Problem to work on:
The lines to copy from the listing below are those that contain the string "stem".

Information given:
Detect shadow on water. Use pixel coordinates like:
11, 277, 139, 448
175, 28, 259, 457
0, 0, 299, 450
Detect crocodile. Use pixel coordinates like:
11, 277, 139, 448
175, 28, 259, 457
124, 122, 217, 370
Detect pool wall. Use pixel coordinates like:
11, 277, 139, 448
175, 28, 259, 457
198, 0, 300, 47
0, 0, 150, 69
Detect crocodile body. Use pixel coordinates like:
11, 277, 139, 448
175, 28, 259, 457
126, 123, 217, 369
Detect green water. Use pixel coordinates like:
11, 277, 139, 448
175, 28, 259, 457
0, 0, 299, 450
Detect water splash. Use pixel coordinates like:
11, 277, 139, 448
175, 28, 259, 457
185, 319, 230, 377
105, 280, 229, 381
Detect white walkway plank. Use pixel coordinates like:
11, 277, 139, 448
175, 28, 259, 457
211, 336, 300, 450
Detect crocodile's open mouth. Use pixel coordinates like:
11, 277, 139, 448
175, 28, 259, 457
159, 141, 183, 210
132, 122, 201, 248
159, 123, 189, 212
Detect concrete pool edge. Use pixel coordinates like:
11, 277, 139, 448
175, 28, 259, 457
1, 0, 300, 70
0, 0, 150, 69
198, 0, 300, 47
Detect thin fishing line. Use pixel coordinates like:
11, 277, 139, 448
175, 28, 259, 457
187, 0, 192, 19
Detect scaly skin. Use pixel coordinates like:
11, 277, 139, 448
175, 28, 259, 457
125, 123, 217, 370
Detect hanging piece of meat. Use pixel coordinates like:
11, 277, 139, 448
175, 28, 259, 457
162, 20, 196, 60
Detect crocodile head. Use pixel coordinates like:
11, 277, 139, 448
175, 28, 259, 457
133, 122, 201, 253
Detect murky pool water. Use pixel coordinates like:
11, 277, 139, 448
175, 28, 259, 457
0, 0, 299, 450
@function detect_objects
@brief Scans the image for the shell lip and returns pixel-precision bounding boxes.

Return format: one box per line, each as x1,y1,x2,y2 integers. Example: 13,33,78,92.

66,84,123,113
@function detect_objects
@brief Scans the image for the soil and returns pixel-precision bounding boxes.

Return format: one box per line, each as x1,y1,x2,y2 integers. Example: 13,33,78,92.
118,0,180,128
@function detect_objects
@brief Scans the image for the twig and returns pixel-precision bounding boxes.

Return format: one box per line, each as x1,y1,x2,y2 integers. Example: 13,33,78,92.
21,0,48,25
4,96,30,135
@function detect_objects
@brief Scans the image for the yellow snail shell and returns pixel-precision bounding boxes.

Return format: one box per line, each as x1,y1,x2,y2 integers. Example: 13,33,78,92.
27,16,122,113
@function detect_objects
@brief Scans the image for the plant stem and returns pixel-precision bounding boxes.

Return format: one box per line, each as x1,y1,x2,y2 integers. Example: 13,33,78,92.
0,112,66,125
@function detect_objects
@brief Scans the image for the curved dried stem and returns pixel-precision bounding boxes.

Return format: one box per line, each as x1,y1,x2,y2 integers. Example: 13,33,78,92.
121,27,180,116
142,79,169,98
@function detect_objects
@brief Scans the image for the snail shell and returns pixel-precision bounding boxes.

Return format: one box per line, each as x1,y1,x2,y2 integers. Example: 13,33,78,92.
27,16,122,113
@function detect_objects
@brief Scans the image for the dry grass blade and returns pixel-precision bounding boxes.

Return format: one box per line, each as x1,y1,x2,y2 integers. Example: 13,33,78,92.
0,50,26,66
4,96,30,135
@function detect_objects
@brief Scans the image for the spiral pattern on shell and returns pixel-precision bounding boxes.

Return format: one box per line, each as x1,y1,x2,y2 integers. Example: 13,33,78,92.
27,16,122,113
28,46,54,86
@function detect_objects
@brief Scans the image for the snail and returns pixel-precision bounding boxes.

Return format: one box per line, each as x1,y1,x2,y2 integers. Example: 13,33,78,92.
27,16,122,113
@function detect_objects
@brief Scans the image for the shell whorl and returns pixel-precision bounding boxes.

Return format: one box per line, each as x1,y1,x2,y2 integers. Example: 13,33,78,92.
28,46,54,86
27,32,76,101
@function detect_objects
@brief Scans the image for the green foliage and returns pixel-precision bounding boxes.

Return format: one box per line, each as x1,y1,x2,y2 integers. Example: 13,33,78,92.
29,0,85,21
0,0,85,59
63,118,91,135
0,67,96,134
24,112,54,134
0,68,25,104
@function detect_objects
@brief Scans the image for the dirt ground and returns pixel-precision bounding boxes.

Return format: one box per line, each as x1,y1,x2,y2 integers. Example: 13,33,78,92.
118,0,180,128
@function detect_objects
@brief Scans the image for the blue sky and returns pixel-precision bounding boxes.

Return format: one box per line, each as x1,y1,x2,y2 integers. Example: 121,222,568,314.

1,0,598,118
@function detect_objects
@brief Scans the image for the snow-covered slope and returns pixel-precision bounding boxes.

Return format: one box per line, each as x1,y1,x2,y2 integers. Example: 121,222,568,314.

Output below:
@brief Scans the image for the plant stem and returns pixel-precision bounding boxes.
@brief Scans the image for the curved dried stem and returns pixel-precision bounding boxes.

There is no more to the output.